Short problem:
How many lines in the rows below contain the string "each"? Match case exactly, and give only the number.

[Items from a labeling collection]
»»

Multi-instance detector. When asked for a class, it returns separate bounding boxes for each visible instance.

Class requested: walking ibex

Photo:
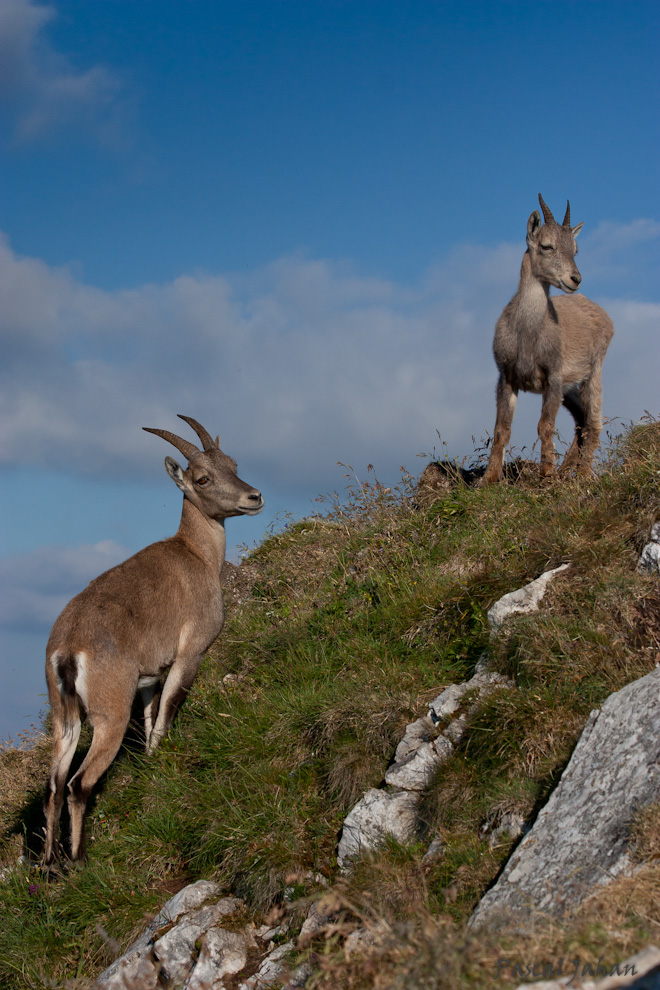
[44,416,264,863]
[483,193,614,484]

««

Solution to this exercise:
1